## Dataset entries

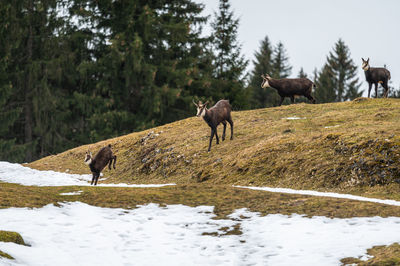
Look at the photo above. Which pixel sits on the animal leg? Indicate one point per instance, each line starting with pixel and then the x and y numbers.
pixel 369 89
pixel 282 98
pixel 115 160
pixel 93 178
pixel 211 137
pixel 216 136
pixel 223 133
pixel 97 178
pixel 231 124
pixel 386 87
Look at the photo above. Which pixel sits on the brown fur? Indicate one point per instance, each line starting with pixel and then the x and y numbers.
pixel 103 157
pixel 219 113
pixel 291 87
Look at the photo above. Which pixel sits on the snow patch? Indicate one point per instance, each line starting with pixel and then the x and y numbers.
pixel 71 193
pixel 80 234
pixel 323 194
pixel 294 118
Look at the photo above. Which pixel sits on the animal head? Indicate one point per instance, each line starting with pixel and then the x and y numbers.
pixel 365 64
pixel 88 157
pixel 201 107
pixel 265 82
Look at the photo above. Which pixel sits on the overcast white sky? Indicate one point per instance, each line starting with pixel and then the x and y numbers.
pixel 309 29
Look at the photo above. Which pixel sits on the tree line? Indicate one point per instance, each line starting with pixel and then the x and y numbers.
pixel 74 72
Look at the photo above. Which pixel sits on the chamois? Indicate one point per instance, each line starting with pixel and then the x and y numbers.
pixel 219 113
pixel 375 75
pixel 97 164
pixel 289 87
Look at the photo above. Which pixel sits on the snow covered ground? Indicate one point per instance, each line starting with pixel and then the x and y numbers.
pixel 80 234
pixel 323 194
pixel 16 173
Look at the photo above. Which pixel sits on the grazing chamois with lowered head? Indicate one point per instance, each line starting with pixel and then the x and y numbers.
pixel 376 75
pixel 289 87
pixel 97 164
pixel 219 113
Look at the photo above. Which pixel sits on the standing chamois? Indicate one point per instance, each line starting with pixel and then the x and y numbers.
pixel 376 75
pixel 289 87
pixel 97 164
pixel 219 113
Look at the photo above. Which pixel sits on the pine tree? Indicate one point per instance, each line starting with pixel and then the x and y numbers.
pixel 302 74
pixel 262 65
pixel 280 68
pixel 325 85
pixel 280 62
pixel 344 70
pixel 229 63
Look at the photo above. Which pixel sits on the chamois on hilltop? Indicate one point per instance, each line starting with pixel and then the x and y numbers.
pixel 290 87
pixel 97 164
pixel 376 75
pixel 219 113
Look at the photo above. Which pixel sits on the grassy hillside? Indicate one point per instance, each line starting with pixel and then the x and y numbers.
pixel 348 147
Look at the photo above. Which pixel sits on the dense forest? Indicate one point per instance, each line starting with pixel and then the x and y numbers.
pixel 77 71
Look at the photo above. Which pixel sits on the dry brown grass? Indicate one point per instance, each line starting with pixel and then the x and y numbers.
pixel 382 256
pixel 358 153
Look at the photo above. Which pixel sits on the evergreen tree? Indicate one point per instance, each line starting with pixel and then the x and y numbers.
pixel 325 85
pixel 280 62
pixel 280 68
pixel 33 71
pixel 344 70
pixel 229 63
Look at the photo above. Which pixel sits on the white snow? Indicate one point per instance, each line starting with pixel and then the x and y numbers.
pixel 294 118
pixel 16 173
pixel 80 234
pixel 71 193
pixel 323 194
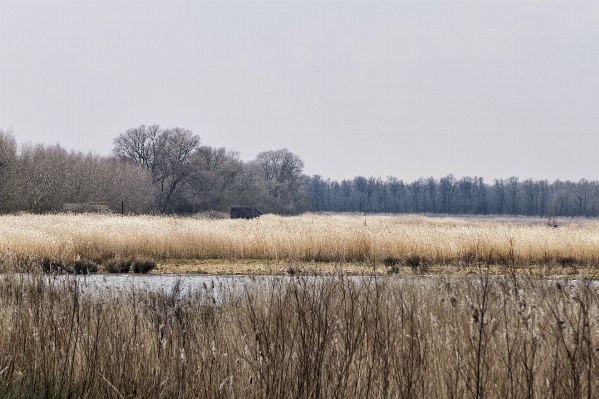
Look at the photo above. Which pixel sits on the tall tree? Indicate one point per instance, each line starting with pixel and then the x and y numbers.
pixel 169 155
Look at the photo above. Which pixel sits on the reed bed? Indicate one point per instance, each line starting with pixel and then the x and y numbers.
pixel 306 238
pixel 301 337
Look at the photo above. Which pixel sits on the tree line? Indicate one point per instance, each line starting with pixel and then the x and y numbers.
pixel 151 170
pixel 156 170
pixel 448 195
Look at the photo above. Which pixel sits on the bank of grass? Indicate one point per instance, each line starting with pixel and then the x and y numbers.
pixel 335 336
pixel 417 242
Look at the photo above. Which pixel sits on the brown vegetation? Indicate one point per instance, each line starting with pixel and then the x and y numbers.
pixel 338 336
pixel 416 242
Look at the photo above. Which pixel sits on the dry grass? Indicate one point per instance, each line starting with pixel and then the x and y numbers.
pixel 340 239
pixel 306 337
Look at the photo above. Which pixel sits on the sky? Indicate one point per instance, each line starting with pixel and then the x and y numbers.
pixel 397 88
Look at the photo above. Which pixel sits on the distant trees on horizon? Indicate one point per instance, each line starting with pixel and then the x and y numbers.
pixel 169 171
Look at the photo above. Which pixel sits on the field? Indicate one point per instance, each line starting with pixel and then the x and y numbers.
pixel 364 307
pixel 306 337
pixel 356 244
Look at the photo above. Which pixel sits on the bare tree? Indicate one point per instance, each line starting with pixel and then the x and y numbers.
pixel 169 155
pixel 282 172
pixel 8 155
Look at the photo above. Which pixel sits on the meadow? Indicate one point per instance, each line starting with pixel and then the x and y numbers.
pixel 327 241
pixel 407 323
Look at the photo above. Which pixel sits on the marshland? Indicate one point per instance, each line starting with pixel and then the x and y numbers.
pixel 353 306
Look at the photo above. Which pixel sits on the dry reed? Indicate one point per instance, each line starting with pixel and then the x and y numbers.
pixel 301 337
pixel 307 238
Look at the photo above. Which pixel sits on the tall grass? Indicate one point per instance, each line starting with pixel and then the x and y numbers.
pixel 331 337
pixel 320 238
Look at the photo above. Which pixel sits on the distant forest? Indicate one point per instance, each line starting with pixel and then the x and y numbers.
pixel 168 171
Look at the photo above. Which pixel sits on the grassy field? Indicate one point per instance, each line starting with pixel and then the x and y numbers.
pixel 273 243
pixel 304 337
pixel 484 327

## TASK DESCRIPTION
Retype all of the data above word for word, excluding the pictures.

## EXERCISE SOLUTION
Look at the photo above. Which pixel sits on the animal leg? Indicate one point per instance, each line starting with pixel and then the x and y numbers.
pixel 369 89
pixel 282 98
pixel 115 160
pixel 93 178
pixel 211 137
pixel 216 136
pixel 223 133
pixel 97 178
pixel 231 124
pixel 386 87
Look at the photo above. Which pixel sits on the brown fur? Indicate one point per instance, each line starting with pixel and then the x and y numbers.
pixel 103 157
pixel 219 113
pixel 291 87
Look at the photo above. Which pixel sits on the snow patch? Indicate one point per instance, each line starting with pixel and then the x and y numbers.
pixel 71 193
pixel 80 234
pixel 323 194
pixel 294 118
Look at the photo above. Which pixel sits on the animal head? Indicate one point per instance, each line starting with pixel and then the x and y numbers.
pixel 365 64
pixel 88 157
pixel 201 107
pixel 265 82
Look at the photo above. Which pixel sits on the overcast white sky? Indicate one point per instance, each line starting with pixel and then the x and y numbers.
pixel 309 29
Look at the photo above. Which pixel sits on the tree line? Indicate one point per instance, each line starting with pixel and then the x and y numbers.
pixel 74 72
Look at the photo above. Which pixel sits on the chamois? Indicate one point per instance, each line starting with pixel and then the x and y numbers.
pixel 219 113
pixel 375 75
pixel 97 164
pixel 289 87
Look at the photo above. Which pixel sits on the snow covered ground? Indicate one point per instance, each line starting with pixel and then the x and y numbers.
pixel 80 234
pixel 323 194
pixel 16 173
Look at the photo above. Which pixel sits on the grazing chamois with lowered head? Indicate one point per instance, each line starting with pixel and then the x and y numbers.
pixel 376 75
pixel 289 87
pixel 97 164
pixel 219 113
Look at the photo above. Which pixel sits on the standing chamois? Indicate one point per instance, each line starting with pixel and then the x and y numbers.
pixel 376 75
pixel 289 87
pixel 97 164
pixel 219 113
Look at the photo above. Which pixel sits on the pine tree? Indicate one point per instance, each line starting with pixel and then the x and y numbers.
pixel 302 74
pixel 262 65
pixel 280 68
pixel 325 85
pixel 280 62
pixel 344 70
pixel 229 63
Look at the photo above. Which pixel sits on the chamois on hilltop? Indicate one point per instance, each line starting with pixel and then the x and y numbers.
pixel 290 87
pixel 97 164
pixel 376 75
pixel 219 113
Look at the photo above. Which pixel sits on the grassy hillside? Indicate one point per instance, each line starting with pixel and then the x and y numbers.
pixel 348 147
Look at the photo above. Which pixel sits on the dense forest? Indicate one point per instance, each line starting with pixel and then the x and y numbers.
pixel 77 71
Look at the photo above. Which pixel sits on the dry brown grass? Indicate one point per instance, each line starting with pixel and then the x and y numbers.
pixel 382 256
pixel 358 153
Look at the photo above. Which pixel sits on the evergreen tree? Indicate one point per instance, each line starting with pixel and then the x and y numbers.
pixel 325 85
pixel 280 62
pixel 280 68
pixel 33 71
pixel 344 70
pixel 229 63
Look at the photo above. Which pixel sits on the white snow? Indicate one point per instance, each line starting with pixel and then the x and y numbers.
pixel 294 118
pixel 16 173
pixel 80 234
pixel 71 193
pixel 323 194
Look at the photo above. Which pixel sits on the tall tree? Indicate one point per instance, each line starting with pixel and then the x and y numbers.
pixel 169 155
Look at the photo above. Which pixel sits on the reed bed? Indicate one point per instance, each line starting with pixel and then the x and y numbers.
pixel 306 238
pixel 301 337
Look at the photo above. Which pixel sits on the tree line? Indicate one point per instance, each line starting with pixel and then the x and y numbers.
pixel 151 170
pixel 156 170
pixel 448 195
Look at the photo above. Which pixel sits on the bank of grass? Indicate one point per instance, each line starting with pixel and then the x and y numbers.
pixel 335 336
pixel 417 242
Look at the photo above. Which pixel sits on the brown vegetation? Indicate one point per instance, each line starting with pixel and then the x and y numbers.
pixel 338 336
pixel 416 242
Look at the photo above. Which pixel sits on the dry grass? Indicate one point per instance, each line starting with pixel and then the x and y numbers.
pixel 340 239
pixel 306 337
Look at the photo above. Which pixel sits on the sky? Indicate one point per instance, each line starting with pixel and then the x and y numbers.
pixel 397 88
Look at the photo above. Which pixel sits on the distant trees on horizon? Indicate one point per instance, each line starting with pixel and then the x and y numbers.
pixel 169 171
Look at the photo above. Which pixel sits on the field? Indicate one point per instance, each line starting with pixel and then the x and y numbers.
pixel 364 307
pixel 306 337
pixel 356 244
Look at the photo above. Which pixel sits on the bare tree? Indicate one point per instance, each line starting with pixel and then the x and y numbers.
pixel 169 155
pixel 282 172
pixel 8 155
Look at the photo above. Which pixel sits on the meadow? Indicate one point per instance, each line starting with pixel and then the x and y numbers.
pixel 327 241
pixel 407 323
Look at the photo above. Which pixel sits on the marshland? Indicate one point per instance, each line starting with pixel and then the x and y numbers.
pixel 353 306
Look at the photo above. Which pixel sits on the dry reed? Indicate one point per instance, each line starting with pixel and then the x and y numbers.
pixel 301 337
pixel 307 238
Look at the photo above. Which pixel sits on the tall grass? Indicate one point per instance, each line starting with pixel and then the x and y numbers.
pixel 331 337
pixel 320 238
Look at the photo above. Which pixel sits on the distant forest? Indicate one point per instance, each line starting with pixel and then the x and y numbers.
pixel 168 171
Look at the photo above. Which pixel sits on the grassy field? Indicate one point per instance, each line starting with pixel and then the x and y numbers.
pixel 273 243
pixel 304 337
pixel 484 327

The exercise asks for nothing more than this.